Point localization data
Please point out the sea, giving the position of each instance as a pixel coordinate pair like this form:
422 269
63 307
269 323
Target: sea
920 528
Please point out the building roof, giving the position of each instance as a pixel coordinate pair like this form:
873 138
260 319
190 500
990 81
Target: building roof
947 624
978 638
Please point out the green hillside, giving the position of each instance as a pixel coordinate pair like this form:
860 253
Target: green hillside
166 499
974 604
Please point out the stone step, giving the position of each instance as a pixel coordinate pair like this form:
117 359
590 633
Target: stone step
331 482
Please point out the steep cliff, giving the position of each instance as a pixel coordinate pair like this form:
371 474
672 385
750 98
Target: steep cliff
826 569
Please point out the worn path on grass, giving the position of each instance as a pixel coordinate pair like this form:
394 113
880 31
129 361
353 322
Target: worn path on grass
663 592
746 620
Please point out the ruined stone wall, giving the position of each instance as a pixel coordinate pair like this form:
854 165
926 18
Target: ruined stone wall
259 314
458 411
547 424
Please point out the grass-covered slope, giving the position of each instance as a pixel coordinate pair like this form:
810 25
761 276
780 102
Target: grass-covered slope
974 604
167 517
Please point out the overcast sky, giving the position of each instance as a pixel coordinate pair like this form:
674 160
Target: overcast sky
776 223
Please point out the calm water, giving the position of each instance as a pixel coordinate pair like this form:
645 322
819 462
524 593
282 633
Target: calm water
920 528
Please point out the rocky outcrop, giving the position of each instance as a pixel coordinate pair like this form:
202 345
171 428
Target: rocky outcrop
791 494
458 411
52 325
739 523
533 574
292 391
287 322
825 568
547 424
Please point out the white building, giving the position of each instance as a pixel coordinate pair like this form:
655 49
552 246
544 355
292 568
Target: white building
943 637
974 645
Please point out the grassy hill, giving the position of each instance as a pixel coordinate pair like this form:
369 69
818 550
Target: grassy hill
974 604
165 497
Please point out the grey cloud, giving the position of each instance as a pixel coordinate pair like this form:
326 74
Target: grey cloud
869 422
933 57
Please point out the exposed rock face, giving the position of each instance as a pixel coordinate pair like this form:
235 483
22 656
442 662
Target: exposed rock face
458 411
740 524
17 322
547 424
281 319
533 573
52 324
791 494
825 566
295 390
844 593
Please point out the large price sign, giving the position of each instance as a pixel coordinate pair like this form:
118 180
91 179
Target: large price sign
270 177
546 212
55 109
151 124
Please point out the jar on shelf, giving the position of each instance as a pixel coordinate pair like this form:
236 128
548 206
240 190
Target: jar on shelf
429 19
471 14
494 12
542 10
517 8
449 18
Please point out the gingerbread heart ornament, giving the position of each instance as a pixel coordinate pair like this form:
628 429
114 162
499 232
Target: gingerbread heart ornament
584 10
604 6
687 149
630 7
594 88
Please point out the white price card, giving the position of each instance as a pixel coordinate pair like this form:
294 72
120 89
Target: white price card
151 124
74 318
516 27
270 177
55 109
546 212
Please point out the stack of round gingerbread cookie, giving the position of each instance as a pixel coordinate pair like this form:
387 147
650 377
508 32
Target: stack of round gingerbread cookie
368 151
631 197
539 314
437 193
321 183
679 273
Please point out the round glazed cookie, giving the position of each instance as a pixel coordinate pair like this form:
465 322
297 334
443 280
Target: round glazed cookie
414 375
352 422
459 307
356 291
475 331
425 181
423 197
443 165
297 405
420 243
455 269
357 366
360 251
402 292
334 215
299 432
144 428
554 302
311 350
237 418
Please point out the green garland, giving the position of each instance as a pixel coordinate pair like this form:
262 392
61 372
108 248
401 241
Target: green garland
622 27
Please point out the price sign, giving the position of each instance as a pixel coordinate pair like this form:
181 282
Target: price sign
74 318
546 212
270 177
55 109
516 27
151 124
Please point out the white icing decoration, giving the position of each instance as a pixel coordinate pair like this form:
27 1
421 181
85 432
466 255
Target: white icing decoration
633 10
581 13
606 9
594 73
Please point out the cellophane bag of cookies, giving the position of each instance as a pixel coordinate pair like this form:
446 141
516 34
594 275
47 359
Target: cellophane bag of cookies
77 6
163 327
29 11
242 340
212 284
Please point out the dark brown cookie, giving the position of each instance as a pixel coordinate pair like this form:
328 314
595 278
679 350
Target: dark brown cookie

EXERCISE OBJECTIVE:
Copy out each line of the data where the string "dark" appears.

YOUR RESPONSE:
Please point out the dark brown cookie, giving the position of each instance as a pixel coordinate pair like this form:
Target: dark brown cookie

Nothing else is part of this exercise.